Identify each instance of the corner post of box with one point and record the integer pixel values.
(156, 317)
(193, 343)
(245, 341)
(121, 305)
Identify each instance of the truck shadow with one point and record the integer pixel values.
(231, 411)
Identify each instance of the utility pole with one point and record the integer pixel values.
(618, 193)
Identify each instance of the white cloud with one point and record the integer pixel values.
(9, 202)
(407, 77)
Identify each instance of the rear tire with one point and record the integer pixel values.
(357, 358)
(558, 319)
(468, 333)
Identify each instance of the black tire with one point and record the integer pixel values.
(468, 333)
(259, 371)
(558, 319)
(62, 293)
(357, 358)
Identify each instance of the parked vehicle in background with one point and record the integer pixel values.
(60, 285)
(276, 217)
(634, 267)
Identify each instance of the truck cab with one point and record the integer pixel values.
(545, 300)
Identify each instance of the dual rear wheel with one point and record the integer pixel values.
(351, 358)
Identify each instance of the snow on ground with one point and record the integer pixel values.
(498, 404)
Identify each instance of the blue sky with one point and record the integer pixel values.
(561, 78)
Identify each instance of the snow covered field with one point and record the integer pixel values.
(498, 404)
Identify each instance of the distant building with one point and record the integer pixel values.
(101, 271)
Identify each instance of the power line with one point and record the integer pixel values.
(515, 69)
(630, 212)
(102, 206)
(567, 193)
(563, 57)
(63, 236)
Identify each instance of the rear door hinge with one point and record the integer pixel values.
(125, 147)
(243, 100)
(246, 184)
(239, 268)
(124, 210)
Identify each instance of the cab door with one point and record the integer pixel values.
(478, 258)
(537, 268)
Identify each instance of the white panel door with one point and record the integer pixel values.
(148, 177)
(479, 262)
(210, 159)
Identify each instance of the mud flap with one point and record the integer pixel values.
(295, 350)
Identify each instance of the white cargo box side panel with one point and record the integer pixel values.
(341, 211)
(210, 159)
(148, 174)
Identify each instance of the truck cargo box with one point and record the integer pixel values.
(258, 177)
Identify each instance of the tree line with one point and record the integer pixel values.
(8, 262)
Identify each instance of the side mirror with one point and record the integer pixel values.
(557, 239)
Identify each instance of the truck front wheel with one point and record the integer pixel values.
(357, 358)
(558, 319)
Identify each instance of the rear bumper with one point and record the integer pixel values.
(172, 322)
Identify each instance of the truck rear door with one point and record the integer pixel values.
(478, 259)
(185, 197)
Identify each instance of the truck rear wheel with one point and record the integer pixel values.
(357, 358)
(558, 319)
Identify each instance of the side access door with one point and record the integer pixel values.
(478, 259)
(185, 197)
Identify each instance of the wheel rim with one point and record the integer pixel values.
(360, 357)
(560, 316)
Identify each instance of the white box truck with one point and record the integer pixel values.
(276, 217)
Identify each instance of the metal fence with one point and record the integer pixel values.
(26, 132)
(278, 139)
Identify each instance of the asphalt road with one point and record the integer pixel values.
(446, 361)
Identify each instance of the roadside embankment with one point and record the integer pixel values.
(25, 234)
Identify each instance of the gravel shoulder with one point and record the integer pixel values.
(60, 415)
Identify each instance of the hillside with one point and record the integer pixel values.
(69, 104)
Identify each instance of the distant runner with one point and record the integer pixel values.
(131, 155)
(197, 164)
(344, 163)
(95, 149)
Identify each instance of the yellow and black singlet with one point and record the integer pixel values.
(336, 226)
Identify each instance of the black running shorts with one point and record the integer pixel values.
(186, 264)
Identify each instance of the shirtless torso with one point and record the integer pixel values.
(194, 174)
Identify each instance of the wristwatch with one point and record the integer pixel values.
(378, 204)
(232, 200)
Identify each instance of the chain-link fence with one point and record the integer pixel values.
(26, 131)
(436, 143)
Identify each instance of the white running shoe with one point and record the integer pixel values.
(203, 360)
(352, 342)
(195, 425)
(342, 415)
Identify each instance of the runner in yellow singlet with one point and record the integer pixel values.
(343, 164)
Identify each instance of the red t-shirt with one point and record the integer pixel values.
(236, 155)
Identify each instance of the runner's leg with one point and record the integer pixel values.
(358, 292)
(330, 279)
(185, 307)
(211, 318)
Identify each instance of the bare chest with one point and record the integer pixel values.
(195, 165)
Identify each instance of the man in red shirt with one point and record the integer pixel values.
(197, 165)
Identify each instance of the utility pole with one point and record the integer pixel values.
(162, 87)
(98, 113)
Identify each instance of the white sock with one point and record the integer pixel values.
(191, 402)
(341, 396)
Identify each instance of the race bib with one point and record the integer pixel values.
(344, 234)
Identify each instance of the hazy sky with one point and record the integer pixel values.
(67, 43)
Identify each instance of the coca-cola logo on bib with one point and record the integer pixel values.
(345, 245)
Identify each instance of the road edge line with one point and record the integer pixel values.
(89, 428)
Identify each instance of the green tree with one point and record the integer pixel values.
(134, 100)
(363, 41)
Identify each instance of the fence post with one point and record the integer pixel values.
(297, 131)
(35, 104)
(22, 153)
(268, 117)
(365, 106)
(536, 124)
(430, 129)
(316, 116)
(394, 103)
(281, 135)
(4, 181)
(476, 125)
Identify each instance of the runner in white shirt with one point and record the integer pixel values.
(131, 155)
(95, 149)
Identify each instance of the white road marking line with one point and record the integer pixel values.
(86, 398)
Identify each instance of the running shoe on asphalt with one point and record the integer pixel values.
————————
__The problem__. The expected result is every record above, duplicated exactly.

__Result of the task__.
Identify each instance of the corner post of box with one point and record the integer pixel values.
(156, 317)
(193, 343)
(245, 341)
(121, 305)
Identify each instance of the truck shadow with one point and record the integer pixel values.
(231, 411)
Identify each instance of the utility pole with one point and record the integer pixel values.
(618, 193)
Identify each instance of the white cloud with one point and record the integer pixel values.
(9, 202)
(407, 77)
Identify each instance of the rear tire with one point and record the integer pixel values.
(357, 358)
(558, 319)
(468, 333)
Identify each instance of the black tire with one point and record the integer pixel values.
(468, 333)
(259, 371)
(558, 319)
(62, 293)
(357, 358)
Identify each instance of the parked vehicle in background with one point and record the integer pixel values.
(60, 285)
(276, 217)
(634, 267)
Identify each instance of the truck cab with one point and record the integer pixel values.
(545, 300)
Identify each instance of the dual rear wheel with one point and record the integer pixel values.
(351, 358)
Identify each instance of the snow on ground with one point and record the integer pixel values.
(498, 404)
Identify each instance of the blue sky with one point and record the integer pixel values.
(561, 78)
Identify each instance of the snow covered field with one point and record the integer pixel values.
(498, 404)
Identify each instance of the distant building with one point and record the integer pixel values.
(101, 271)
Identify each instance of the power line with one point and record the integer pixel values.
(515, 69)
(630, 212)
(102, 206)
(567, 193)
(563, 57)
(63, 236)
Identify each instance of the rear door hinge with one point and record the integer pixel values.
(125, 147)
(243, 100)
(246, 184)
(239, 268)
(124, 210)
Identify each instance of the cab door with one point and record the integer pixel values.
(478, 258)
(537, 268)
Identify each instance of the white panel door with one point and record the integer pixel values.
(148, 177)
(479, 262)
(210, 159)
Identify each instance of the mud flap with one point and record the integer pixel values.
(295, 350)
Identify each instance of the white cargo box side panel with one point and record the integer pixel values.
(341, 211)
(210, 159)
(148, 174)
Identify each instance of the truck cargo box with one point and record the integer pixel values.
(258, 177)
Identify each instance of the tree line with one point and record the integer pixel values.
(8, 262)
Identify each instance of the side mirror with one point and record the integer pixel values.
(557, 239)
Identify each instance of the truck front wheel with one point and record the integer pixel values.
(357, 358)
(558, 319)
Identify each instance of the rear bumper with one point and record the integer pixel values.
(172, 322)
Identify each instance of the truck rear door with one point and record the integer pixel values.
(478, 259)
(185, 197)
Identify each instance of the truck rear wheel with one point and record the integer pixel values.
(357, 358)
(558, 319)
Identify each instance of the side access door with one point and record the integer pixel values.
(478, 259)
(185, 197)
Identify each instance of the wheel rim with one point and record the integer pixel values.
(360, 357)
(560, 316)
Identify each instance of the white box truck with one point and record the integer pixel values.
(276, 217)
Identify each instance of the metal fence with one point and record the integer pixel values.
(26, 132)
(278, 139)
Identify each instance of the asphalt road with one point and record the integer pixel values.
(446, 361)
Identify each instance of the roadside embankment with one point and record the integer pixel values.
(25, 234)
Identify each instance of the gravel shoulder with one point and record the integer pixel values.
(60, 415)
Identify each instance of the hillside with one point and record the integer pixel values.
(69, 104)
Identify each instance of the distant runner with one point and record the integer pixel values.
(131, 155)
(197, 164)
(344, 163)
(95, 149)
Identify each instance of the yellow and black singlet with one point and record the integer pixel values.
(336, 226)
Identify each instance of the black running shorts with one point and record the integer pixel values.
(186, 264)
Identify each instance of the shirtless torso with one point and record the integer pixel values.
(194, 174)
Identify each instance of the wristwatch with one point and record the integer pixel values.
(378, 204)
(232, 200)
Identify each instance of the chain-link fence with one point and record the integer pixel values.
(26, 131)
(436, 143)
Identify each instance of the white running shoe with one point and record the integer pixel values.
(203, 360)
(352, 342)
(195, 425)
(342, 415)
Identify each instance of the runner in yellow singlet with one point and record the integer pixel values.
(343, 164)
Identify each instance of the red t-shirt with one point and record the integer pixel values.
(236, 155)
Identify each instance of the runner's leg with one point and record the integer pixel values.
(358, 292)
(330, 279)
(185, 307)
(211, 318)
Identify each instance of the bare chest with one point and record the integer pixel values.
(195, 165)
Identify each instance of the man in red shirt with one point and record the integer pixel values.
(197, 165)
Identify each instance of the utility pole with one point and record the integer pixel values.
(162, 87)
(98, 113)
Identify each instance of the white sock with one point and record the integer pixel values.
(191, 402)
(341, 396)
Identify each instance of the race bib with one point and record the integer pixel values.
(344, 234)
Identify each instance of the hazy sky with one point and record the integer pixel values.
(67, 43)
Identify each instance of the coca-cola logo on bib with one point and record the integer pixel values.
(345, 245)
Identify each instance of the road edge line with one point and record the integer pixel values.
(89, 428)
Identify each instance of the green tree with one point and record the integer pixel values.
(134, 100)
(363, 41)
Identify each instance of the fence post with one point and record the integer pixel values.
(297, 131)
(35, 104)
(22, 153)
(268, 117)
(365, 106)
(536, 124)
(430, 129)
(316, 116)
(394, 103)
(281, 135)
(4, 181)
(476, 125)
Identify each instance of the runner in white shirt with one point and record the integer pixel values.
(131, 155)
(95, 149)
Identify each instance of the white road marking line with one point and record the integer pixel values.
(86, 398)
Identify each instance of the running shoe on asphalt with one point and record the integer pixel values.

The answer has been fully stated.